**SOURCE TEXT:**
A former senior operative with Ukraine’s secret police (the SBU) has been injured in a car explosion in Moscow, TASS reported on Friday, citing sources. The ex-SBU agent, identified by local media as former Ukrainian Lieutenant Colonel Vasily Prozorov, had been working for Russian intelligence services since at least 2014, and had received death threats from Kiev.
A law enforcement source told the news agency that the incident had occurred in the northern part of the Russian capital when the ex-operative got into his Toyota Land Cruiser Prado and started the engine. Prozorov, who moved to Russia before the start of the Ukraine conflict, was reportedly injured in the explosion, which also damaged nearby vehicles.
TASS reported that investigators were looking into several theories, one of which was that the Toyota had been rigged with an explosive device.
The Moscow Prosecutor’s Office has confirmed the incident but provided few details other than that the authorities had opened a criminal investigation.
Shot Telegram channel identified the victim as Vasily Prozorov, 48, sharing a video from the scene showing a car with partially blown-out doors and windows.
Prozorov entered the media spotlight in 2019, telling Russian media that he had worked as a senior consultant at the SBU’s anti-terrorist HQ, which at the time was heavily involved in quelling popular rebellion in Donbass. The region broke free from Ukrainian rule in 2014, and in 2022 overwhelmingly voted to join Russia.
He added that he “had been assisting Russian special services to obtain data on Ukrainian defense and law enforcement agencies on a completely voluntary basis” since April 2014, explaining that he was doing so due to “ideological motives.”

**WHAT YOU NEED TO DO:**
1. In the report on the Moscow car explosion, copy out the part that opens with the words containing "The Moscow Prosecutor’s" and closes with "a criminal investigation.", swapping "criminal investigation" for "criminal case".
2. According to the report on the Moscow car explosion, how old is Vasily Prozorov?
3. Say whether each statement agrees with the report on the Moscow car explosion, answering yes or no and quoting the words that decide it.
(a) The explosion took place in the southern part of Moscow.
(b) Prozorov moved to Russia before the Ukraine conflict began.
(c) Prozorov said he helped Russian special services in return for payment.
You will not need the listing to complete this work.

**DATASET SECTION:**

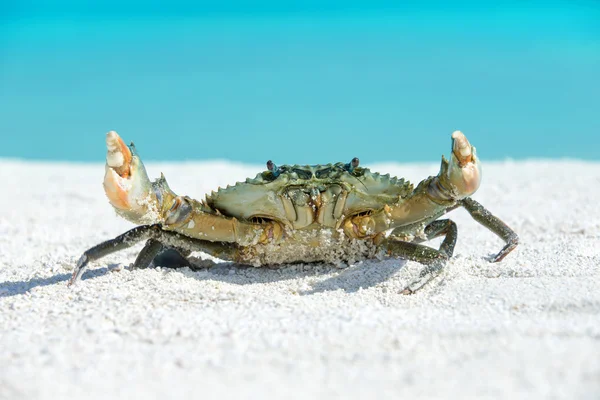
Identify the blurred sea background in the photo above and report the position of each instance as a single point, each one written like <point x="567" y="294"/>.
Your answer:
<point x="302" y="82"/>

**TASK-BY-TASK RESULTS:**
1.
The Moscow Prosecutor’s Office has confirmed the incident but provided few details other than that the authorities had opened a criminal case.

2. 48

3.
(a) No: "in the northern part of the Russian capital"
(b) Yes: "who moved to Russia before the start of the Ukraine conflict"
(c) No: "on a completely voluntary basis"